◆ Tarea por realizar ◆
Prosiga el texto sobre Fromm y la libertad a partir de su última oración.

◆ Sección del documento ◆

La angustia, en este contexto, es una derivada del ejercicio de la propia libertad, del desamparo que implica valerse por los propios medios en una sociedad que ha sometido todo al arbitrio del poder del dinero en la competencia mercantil, donde el hombre adquiere la necesidad de someterse al prójimo, y éste de renunciar a su libertad para ganar mayor seguridad.
Así, quien es dominado necesita un dominador que le haga la vida más segura y donde el asistencialismo y el paternalismo son dos ejemplos claros de los riesgos expuestos.
Da escalofríos pensar el advenimiento de un “nuevo ciclo” al cual se va en búsqueda de seguridad, estabilidad y certezas.
Fromm sugiere comprender las necesidades del hombre como socialmente dadas: “las inclinaciones humanas más bellas, así como las más repugnantes, no forman parte de una naturaleza humana fija y biológicamente dada, sino que resultan del proceso social que crea al hombre. En otras palabras, la sociedad no ejerce solamente una función de represión - aunque no deja de tenerla -, sino que posee también una función creadora”.
Fromm se definía como humanista y socialista, no obstante su concepción del socialismo variaba considerablemente de la que imperó en buena parte del siglo XX.
El propósito del socialismo debía ser el de promover la individualidad y no la uniformidad, alentar la liberación de la servidumbre económica, promover la solidaridad humana y eliminar toda manipulación o dominio de unos sobre otros, el objetivo central debía establecerse en crear una sociedad donde el ciudadano participara activa y responsablemente en las decisiones.
La producción y el consumo deberían subordinarse a las necesidades humanas y además tendría que establecerse como principio fundamental el de la utilidad social y no el de la ganancia material.
Una de sus propuestas más visionarias la llamó “sueldo asegurado” o “ingreso garantizado”, que consistía en asegurarle a toda persona sin un ingreso, un sueldo mínimo que le permitiera cubrir sus necesidades básicas.
El efecto más liberador de la medida se vería en que “la gente aprendería a no temer, puesto que ya no necesitaría tener miedo al hambre”, y la sociedad debería evaluar en costos de criminalidad y drogas, y también considerando otras formas de ayuda social, si el ingreso garantizado no le resultaría mucho más económico.

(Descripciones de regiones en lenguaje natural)
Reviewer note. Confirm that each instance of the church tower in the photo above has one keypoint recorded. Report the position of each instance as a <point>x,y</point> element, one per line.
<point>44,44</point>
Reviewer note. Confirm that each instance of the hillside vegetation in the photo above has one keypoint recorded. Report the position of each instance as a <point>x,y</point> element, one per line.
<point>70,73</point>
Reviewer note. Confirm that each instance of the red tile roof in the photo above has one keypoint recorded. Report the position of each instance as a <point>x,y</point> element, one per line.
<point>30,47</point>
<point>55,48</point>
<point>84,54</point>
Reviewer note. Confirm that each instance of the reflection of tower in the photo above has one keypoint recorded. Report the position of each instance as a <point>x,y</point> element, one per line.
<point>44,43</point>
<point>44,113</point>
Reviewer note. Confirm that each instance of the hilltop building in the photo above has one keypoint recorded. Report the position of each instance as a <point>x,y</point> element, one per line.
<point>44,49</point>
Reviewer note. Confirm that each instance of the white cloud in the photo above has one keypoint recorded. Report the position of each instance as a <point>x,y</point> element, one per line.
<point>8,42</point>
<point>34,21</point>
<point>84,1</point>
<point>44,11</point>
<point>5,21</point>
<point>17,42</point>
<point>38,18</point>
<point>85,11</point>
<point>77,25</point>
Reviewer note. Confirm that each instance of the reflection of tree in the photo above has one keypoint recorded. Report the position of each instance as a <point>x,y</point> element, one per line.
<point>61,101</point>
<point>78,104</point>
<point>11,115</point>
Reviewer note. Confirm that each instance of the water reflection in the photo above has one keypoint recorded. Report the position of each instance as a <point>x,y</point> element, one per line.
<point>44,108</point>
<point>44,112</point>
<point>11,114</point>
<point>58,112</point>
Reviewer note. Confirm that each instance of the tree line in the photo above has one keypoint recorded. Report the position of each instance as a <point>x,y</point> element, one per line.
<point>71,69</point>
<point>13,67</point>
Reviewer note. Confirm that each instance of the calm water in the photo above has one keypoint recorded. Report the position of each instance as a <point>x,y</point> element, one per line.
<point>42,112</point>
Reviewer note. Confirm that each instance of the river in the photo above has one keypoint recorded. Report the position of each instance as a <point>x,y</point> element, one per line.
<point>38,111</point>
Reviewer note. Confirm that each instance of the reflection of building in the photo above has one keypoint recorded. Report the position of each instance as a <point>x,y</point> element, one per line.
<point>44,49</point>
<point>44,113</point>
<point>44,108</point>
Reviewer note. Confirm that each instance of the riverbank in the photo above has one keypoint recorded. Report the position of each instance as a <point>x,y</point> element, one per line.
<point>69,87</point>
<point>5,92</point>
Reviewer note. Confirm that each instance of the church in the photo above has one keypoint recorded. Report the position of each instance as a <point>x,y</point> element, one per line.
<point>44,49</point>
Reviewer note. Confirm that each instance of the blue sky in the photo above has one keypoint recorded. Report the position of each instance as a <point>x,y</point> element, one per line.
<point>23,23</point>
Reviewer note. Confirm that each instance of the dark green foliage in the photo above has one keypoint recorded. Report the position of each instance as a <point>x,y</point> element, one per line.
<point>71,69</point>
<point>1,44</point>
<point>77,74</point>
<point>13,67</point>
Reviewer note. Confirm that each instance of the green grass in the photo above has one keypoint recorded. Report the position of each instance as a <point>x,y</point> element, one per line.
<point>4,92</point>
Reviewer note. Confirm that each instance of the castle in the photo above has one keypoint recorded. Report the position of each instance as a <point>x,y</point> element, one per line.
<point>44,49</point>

--

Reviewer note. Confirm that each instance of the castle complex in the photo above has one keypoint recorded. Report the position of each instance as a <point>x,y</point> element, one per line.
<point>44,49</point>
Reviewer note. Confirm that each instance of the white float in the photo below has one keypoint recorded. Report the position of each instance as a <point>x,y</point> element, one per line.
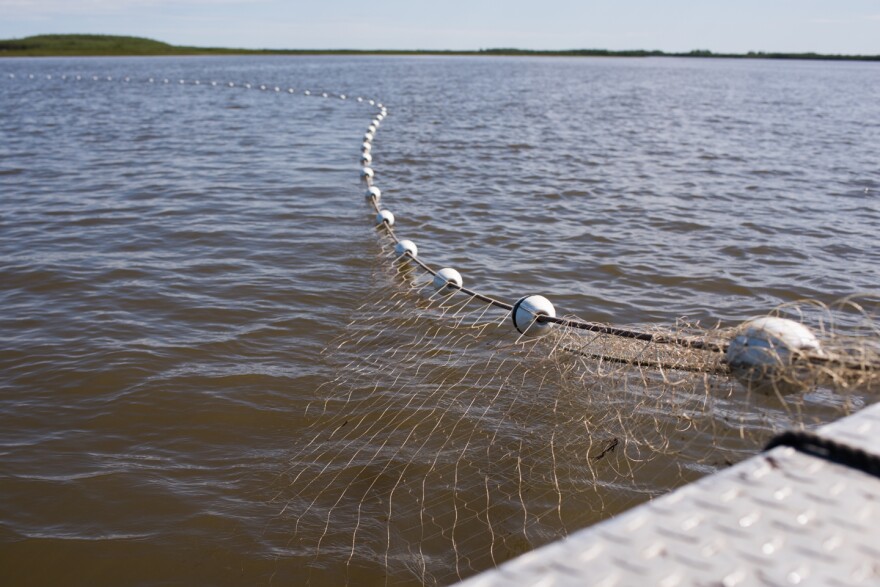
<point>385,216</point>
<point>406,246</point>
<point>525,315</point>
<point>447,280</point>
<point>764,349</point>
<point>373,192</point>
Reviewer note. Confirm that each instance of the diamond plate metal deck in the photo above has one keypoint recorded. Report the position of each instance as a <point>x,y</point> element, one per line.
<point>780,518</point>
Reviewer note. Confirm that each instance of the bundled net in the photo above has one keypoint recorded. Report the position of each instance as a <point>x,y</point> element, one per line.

◆ Resultado del ejercicio ◆
Así, el ideario frommiano está cruzado por las grandes aspiraciones de la modernidad: la búsqueda de la igualdad y de la libertad, dos principios fundamentales que en nuestro tiempo permitirían construir una sociedad donde se priorice el interés de las personas y no las ganancias empresariales o los beneficios para una clase política privilegiada que se ubica por encima de la mayoría.
Para Fromm “el único criterio acerca de la realización de la libertad es el de la participación activa del individuo en la determinación de su propia vida y en la de la sociedad, entendiéndose que tal participación no se reduce al acto formal de votar, sino que incluye su actividad diaria, su trabajo y sus relaciones con los demás. Si la democracia moderna se limita a la mera esfera política, no podrá contrarrestar adecuadamente los efectos de la insignificancia económica del individuo común”.
A casi cuarenta años de su muerte, la vigencia de sus planteamientos parecen cobrar vitalidad como la de tantos humanistas que a través de la historia han advertido los riesgos de nuestro comportamiento individual y colectivo, y que bien valen un respiro tomarse estos días para iluminar nuestro camino y las decisiones que tomamos.
Se ha dicho que las crisis son también oportunidades y la actual, siendo la mayor en lo que va corrido el nuevo siglo, bien puede ser la de las decisiones que nos permitan avanzar en la dirección de la sociedad que por generaciones hemos venido soñando, luchando y construyendo.
Estos días de convulsión social me han recordado esta lectura que marcó mi definición política y me ha permitido preguntarme cuánto de riesgo corre nuestra libertad o si la aspiración a un mayor bienestar es una lucha sin miedo a perderla.